» Exercise prompt:
Gather every line in the items below that contains the string "dishwasher", and copy each of those lines in full. Letter case matters.

» Coordinate annotation entries:

[start]

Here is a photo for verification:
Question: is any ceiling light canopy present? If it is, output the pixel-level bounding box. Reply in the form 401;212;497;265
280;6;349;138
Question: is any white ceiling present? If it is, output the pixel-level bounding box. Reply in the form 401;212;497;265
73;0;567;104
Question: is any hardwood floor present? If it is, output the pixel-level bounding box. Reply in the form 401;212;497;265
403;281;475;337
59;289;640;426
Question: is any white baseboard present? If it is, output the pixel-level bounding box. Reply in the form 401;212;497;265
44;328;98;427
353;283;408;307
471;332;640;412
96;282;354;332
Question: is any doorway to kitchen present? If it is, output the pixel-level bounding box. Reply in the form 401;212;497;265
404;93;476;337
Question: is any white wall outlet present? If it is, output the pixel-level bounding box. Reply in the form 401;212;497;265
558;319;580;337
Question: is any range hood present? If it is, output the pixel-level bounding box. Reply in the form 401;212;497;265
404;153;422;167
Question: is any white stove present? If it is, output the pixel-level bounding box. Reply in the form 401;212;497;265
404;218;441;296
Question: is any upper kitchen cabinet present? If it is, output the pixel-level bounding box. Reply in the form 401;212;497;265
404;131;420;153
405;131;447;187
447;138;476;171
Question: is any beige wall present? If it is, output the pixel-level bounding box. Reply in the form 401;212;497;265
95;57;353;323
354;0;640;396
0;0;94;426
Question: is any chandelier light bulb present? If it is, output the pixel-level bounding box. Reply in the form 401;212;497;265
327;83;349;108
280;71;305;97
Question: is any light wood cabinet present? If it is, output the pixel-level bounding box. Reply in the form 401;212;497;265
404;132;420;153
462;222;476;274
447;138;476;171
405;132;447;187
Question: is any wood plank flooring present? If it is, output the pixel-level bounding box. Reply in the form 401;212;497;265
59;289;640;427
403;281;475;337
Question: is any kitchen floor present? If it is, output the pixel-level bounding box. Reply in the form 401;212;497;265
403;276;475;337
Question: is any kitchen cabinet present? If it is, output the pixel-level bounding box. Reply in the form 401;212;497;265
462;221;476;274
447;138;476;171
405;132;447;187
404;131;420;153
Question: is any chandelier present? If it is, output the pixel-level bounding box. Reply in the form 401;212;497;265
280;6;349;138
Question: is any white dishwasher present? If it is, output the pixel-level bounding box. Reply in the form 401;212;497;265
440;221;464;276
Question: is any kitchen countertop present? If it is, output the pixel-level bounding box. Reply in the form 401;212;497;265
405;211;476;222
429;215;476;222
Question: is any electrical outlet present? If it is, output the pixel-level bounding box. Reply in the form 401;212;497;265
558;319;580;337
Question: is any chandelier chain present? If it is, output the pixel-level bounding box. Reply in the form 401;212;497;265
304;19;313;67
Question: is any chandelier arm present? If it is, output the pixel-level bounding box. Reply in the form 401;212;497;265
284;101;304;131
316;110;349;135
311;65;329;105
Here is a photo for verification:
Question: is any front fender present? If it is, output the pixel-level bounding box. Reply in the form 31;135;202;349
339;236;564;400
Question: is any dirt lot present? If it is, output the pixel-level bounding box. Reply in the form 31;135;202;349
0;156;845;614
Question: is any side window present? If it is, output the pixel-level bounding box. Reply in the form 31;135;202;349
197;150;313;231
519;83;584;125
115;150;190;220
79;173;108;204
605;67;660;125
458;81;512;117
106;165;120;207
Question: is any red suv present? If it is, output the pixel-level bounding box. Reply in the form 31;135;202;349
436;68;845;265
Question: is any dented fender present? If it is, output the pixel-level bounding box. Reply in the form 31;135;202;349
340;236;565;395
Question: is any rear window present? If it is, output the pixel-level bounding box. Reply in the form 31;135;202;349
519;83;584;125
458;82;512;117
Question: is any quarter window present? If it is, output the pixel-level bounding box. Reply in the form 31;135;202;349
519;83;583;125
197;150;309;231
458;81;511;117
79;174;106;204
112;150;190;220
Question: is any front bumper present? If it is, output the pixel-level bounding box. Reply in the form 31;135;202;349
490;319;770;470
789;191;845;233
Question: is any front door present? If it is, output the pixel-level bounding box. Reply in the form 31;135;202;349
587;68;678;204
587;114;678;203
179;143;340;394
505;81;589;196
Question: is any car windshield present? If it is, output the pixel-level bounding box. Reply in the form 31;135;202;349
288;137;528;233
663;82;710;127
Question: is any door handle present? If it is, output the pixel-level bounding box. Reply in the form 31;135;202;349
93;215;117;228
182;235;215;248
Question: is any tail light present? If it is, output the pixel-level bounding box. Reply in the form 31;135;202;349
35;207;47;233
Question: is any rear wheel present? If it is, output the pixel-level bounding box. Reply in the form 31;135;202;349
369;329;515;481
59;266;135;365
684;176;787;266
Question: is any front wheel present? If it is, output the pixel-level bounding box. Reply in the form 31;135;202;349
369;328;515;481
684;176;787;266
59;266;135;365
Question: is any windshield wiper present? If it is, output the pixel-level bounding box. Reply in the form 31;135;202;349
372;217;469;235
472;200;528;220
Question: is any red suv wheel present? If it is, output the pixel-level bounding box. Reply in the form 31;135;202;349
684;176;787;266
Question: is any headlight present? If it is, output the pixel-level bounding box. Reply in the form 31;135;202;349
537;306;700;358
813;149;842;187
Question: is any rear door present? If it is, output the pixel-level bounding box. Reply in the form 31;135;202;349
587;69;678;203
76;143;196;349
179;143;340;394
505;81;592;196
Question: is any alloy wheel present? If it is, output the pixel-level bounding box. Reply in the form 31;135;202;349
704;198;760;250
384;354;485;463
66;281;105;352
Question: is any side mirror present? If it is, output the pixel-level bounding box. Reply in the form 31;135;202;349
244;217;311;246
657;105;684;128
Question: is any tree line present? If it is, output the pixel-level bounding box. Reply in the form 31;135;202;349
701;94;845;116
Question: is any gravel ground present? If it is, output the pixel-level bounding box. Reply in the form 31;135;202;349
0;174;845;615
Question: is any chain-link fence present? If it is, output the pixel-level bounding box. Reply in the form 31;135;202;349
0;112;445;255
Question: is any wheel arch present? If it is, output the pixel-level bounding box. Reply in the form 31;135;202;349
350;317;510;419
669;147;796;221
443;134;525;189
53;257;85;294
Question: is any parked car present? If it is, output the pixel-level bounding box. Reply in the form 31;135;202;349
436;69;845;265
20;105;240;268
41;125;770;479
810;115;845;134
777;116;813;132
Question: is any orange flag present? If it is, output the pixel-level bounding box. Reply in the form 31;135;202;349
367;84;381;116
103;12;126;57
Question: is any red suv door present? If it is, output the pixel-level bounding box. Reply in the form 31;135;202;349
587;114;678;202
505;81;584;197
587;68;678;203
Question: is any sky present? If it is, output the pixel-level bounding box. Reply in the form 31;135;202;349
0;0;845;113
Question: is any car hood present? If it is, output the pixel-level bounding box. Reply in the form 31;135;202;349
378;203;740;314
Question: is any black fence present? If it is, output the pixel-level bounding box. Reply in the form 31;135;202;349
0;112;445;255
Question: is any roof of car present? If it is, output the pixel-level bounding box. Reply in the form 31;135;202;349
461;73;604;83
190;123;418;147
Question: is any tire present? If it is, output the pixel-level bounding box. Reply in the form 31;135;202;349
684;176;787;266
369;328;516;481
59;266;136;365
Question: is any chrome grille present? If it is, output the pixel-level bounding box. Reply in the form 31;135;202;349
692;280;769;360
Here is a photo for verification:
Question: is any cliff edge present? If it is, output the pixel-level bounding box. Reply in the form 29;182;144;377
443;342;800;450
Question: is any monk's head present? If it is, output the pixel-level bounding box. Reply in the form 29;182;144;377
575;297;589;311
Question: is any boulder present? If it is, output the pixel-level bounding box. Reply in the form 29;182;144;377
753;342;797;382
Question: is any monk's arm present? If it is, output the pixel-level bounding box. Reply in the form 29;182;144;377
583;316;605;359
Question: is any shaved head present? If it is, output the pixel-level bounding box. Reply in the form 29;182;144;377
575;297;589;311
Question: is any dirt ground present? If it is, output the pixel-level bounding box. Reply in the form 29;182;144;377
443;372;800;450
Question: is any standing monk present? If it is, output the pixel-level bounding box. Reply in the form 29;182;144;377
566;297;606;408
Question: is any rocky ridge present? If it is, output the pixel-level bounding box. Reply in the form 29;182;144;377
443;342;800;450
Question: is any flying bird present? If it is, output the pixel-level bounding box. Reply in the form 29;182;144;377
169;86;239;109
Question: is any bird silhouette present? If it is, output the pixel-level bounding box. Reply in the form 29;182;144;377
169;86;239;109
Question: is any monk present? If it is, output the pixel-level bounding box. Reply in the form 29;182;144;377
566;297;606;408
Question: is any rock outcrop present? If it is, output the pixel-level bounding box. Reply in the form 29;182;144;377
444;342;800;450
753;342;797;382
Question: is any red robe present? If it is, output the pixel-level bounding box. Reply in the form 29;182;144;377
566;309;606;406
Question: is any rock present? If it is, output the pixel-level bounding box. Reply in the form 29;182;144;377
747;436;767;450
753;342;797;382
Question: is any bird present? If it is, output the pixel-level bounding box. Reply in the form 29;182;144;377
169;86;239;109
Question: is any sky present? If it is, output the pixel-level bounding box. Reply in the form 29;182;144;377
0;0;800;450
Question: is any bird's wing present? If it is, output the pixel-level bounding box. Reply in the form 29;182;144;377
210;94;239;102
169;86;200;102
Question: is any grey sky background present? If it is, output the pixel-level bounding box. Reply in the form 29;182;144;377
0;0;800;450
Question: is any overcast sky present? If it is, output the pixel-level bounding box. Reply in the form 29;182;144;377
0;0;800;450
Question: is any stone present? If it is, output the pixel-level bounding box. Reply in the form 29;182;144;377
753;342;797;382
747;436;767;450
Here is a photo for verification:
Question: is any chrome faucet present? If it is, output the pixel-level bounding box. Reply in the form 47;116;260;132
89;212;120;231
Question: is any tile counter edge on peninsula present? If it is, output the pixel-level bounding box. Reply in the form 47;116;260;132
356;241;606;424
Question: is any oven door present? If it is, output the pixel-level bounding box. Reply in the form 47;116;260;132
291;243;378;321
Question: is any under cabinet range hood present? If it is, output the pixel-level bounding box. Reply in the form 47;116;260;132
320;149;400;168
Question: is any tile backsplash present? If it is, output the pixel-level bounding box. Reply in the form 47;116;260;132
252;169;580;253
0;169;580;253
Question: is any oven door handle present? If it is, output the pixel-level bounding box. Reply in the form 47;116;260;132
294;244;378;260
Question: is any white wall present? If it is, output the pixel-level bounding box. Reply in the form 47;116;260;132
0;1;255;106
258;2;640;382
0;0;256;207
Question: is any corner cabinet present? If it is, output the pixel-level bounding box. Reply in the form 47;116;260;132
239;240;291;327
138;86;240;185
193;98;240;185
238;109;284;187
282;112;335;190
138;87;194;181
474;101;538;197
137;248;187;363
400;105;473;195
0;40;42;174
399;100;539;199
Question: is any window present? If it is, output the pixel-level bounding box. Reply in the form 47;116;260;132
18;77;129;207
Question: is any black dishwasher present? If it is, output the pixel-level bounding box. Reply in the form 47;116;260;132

[end]

» Solved exercise:
Question: is any white dishwasher present? If it is, output the pixel-level bounding box. Reply in the form 401;212;497;265
Question: is any black dishwasher present? If it is, output the pixel-level bounding box. Reply in the form 47;116;260;132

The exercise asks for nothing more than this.